*EXCERPTED RECORDS*
+---+

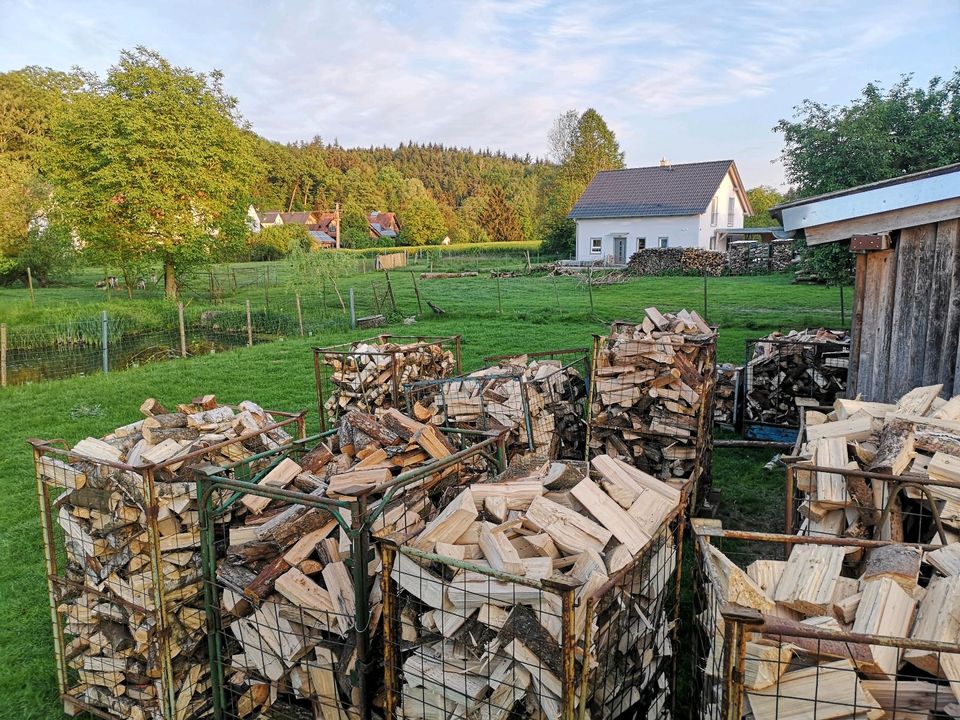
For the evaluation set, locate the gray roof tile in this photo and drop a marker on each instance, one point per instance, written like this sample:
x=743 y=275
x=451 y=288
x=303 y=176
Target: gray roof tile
x=651 y=191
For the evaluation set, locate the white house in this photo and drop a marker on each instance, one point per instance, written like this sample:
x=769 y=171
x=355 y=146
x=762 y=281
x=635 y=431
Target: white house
x=623 y=211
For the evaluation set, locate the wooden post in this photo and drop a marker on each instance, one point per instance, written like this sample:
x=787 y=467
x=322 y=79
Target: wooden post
x=299 y=314
x=3 y=355
x=183 y=330
x=416 y=291
x=104 y=334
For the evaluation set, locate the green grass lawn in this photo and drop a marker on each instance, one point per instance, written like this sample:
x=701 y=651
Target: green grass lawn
x=280 y=375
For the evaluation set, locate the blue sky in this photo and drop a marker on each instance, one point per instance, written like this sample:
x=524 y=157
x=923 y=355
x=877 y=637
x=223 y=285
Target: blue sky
x=686 y=80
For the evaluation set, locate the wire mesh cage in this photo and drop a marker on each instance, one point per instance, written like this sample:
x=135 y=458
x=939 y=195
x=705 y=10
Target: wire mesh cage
x=538 y=398
x=550 y=633
x=652 y=397
x=291 y=559
x=771 y=644
x=370 y=374
x=121 y=544
x=779 y=371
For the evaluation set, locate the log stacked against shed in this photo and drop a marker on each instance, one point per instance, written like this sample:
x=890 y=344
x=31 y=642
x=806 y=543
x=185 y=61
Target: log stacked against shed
x=287 y=592
x=363 y=377
x=474 y=643
x=917 y=438
x=892 y=590
x=501 y=397
x=652 y=384
x=114 y=627
x=789 y=369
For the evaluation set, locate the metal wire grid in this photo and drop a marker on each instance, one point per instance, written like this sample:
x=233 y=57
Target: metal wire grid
x=637 y=414
x=753 y=664
x=792 y=369
x=121 y=545
x=923 y=507
x=464 y=640
x=337 y=394
x=309 y=645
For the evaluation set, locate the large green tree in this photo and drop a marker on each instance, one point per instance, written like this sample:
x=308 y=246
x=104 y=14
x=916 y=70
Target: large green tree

+---+

*BRIEF*
Copy every line of the items above verbatim, from the first item through the last, and omit the pictures from your output.

*CORRECT RESPONSE*
For the evaluation set, locate the gray roof tile in this photo and drop a marker on each instance, one point per instance, written like this sample:
x=743 y=275
x=451 y=288
x=303 y=176
Target: gray roof tile
x=651 y=191
For the evaluation set, locate the white house in this photo and drop a marker on each instance, one point per instance, written like this sample:
x=769 y=171
x=355 y=146
x=762 y=281
x=635 y=431
Target: white house
x=623 y=211
For the evaluation set, locate the wooden post in this photo and drop a marker on each instance, one point per instance, written like this sample:
x=787 y=467
x=322 y=79
Target: wooden post
x=299 y=314
x=3 y=355
x=183 y=330
x=416 y=291
x=104 y=334
For the evaluation set, locate the green grass lawn in this photo and drop a marker on each instance, one point per instance, written like this sample:
x=701 y=651
Target: green grass lawn
x=280 y=375
For the evaluation set, locate the blue sky in this photo and drop a marker on each instance, one point per instance, written like this sample:
x=524 y=157
x=923 y=355
x=877 y=637
x=223 y=285
Target: blue sky
x=686 y=80
For the evaluation set, locate the wire mesh cage in this photo and drop a marker on each instance, one point per instance, written like this sample:
x=135 y=458
x=939 y=195
x=705 y=10
Target: wire mesh cage
x=538 y=398
x=550 y=633
x=652 y=397
x=291 y=559
x=771 y=644
x=370 y=374
x=121 y=544
x=779 y=371
For the evaluation set, locate the log stacked against shed in this photo and drop a marker on each instance, one point per instance, written like this sample:
x=890 y=344
x=31 y=642
x=806 y=543
x=185 y=61
Target: log stacked against shed
x=287 y=592
x=363 y=377
x=474 y=643
x=917 y=438
x=892 y=590
x=501 y=397
x=652 y=384
x=114 y=627
x=789 y=369
For the evaluation set, locate the metal wire grid in this photo and drop a marker on each instance, one point per instance, written like this sample:
x=233 y=57
Target: metal wire grid
x=637 y=414
x=753 y=664
x=792 y=369
x=121 y=545
x=923 y=507
x=464 y=640
x=337 y=394
x=309 y=645
For the evaluation set, locate the large green tree in this photo and drop a marker on each instance, one point per instance, written like this sample:
x=308 y=246
x=104 y=14
x=916 y=70
Target: large green tree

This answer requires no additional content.